## WORK TO COMPLETE
Give back exactly the lines running from the line with "Where can the armco" to the end of the entries, and only those lines.

○ ○ ○ ○

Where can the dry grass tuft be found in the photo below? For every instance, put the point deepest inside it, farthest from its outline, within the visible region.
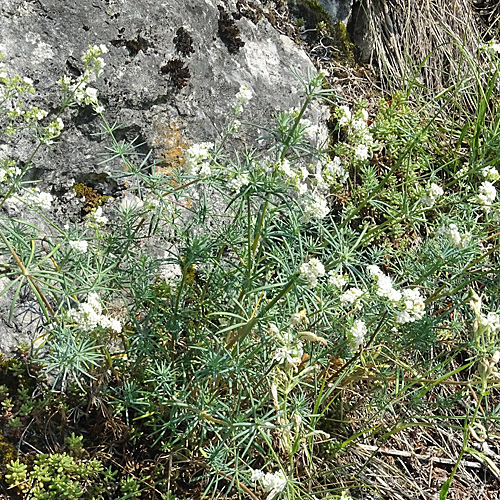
(424, 41)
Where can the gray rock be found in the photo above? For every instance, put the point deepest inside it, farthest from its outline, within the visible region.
(171, 62)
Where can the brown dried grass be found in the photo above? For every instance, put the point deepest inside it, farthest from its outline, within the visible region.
(423, 41)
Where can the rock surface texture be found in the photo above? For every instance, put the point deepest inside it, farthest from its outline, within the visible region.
(172, 65)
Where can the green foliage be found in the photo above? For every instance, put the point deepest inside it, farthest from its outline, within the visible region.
(56, 476)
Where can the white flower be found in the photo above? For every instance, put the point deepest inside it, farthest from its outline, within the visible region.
(239, 181)
(361, 152)
(297, 319)
(413, 306)
(112, 323)
(334, 169)
(79, 245)
(357, 334)
(358, 125)
(454, 236)
(345, 115)
(350, 296)
(89, 315)
(487, 195)
(273, 330)
(311, 271)
(274, 483)
(384, 284)
(434, 192)
(205, 170)
(337, 280)
(491, 321)
(91, 95)
(195, 156)
(290, 354)
(314, 207)
(490, 173)
(257, 475)
(95, 218)
(171, 273)
(41, 114)
(130, 202)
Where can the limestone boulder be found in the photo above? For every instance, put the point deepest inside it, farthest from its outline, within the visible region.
(173, 67)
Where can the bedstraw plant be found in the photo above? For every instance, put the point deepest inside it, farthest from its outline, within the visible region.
(253, 315)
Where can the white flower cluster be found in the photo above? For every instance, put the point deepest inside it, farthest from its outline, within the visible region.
(291, 351)
(95, 219)
(197, 159)
(487, 195)
(493, 47)
(491, 321)
(490, 173)
(357, 334)
(241, 179)
(272, 483)
(384, 284)
(242, 98)
(352, 296)
(89, 315)
(296, 178)
(413, 306)
(334, 171)
(52, 131)
(453, 234)
(80, 246)
(433, 193)
(311, 271)
(8, 169)
(314, 206)
(337, 280)
(409, 302)
(360, 138)
(78, 88)
(130, 203)
(291, 354)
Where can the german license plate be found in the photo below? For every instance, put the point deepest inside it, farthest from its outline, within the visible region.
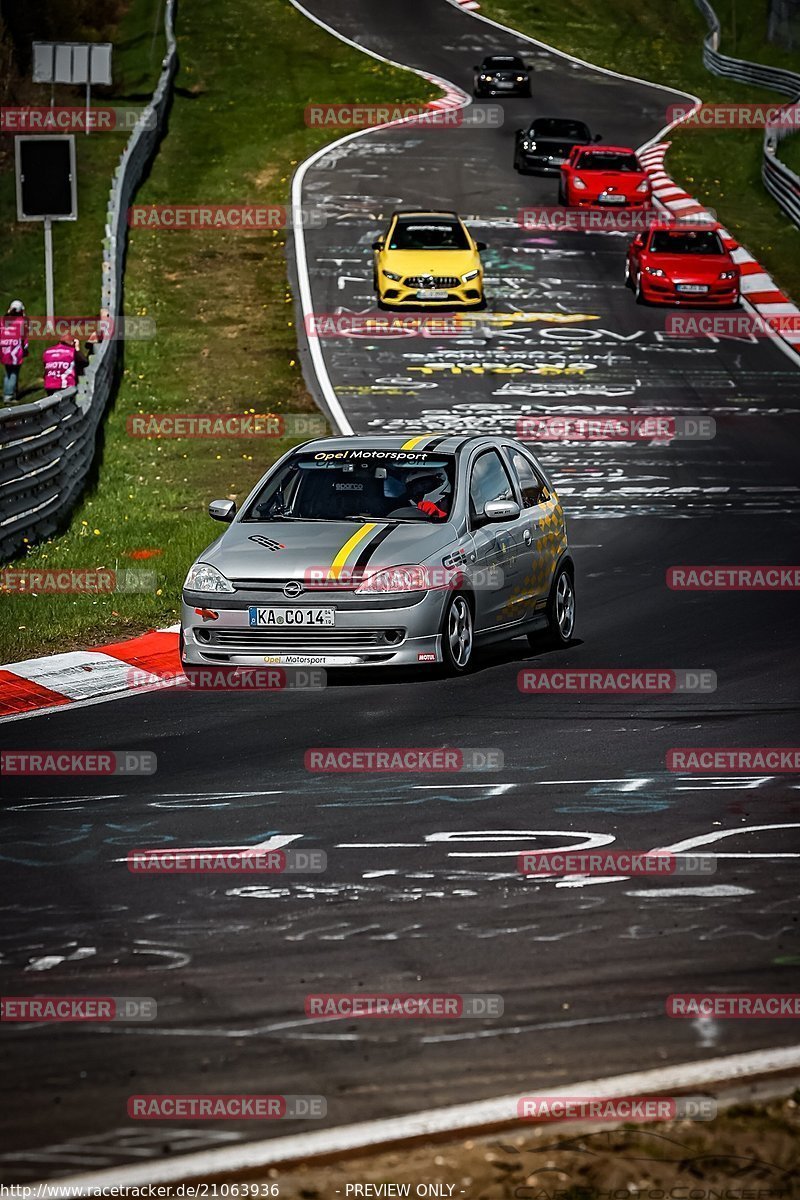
(292, 618)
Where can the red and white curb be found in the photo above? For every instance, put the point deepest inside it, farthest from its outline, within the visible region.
(476, 1119)
(758, 288)
(48, 683)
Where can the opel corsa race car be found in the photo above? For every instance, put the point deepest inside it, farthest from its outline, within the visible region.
(376, 550)
(428, 259)
(683, 267)
(605, 177)
(547, 143)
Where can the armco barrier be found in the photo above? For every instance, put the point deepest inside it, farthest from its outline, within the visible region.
(781, 183)
(47, 448)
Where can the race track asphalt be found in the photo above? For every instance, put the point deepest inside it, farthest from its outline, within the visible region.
(421, 891)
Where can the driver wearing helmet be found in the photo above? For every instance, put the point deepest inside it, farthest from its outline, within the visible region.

○ ○ ○ ○

## EXERCISE OUTPUT
Where can the armco barrier be found in the photo above? For every instance, put the point deepest inside it, farthest from its outline, within the visible region.
(781, 183)
(47, 448)
Where can the race track asphalt be found in the photo above? For every instance, put the point deepest inside it, farthest from its outline, within the visible region.
(421, 891)
Where can the driver wearing helmet be found in the photo above? For every instance, put the point deepest inside it, farthest from its outline, within the visible region.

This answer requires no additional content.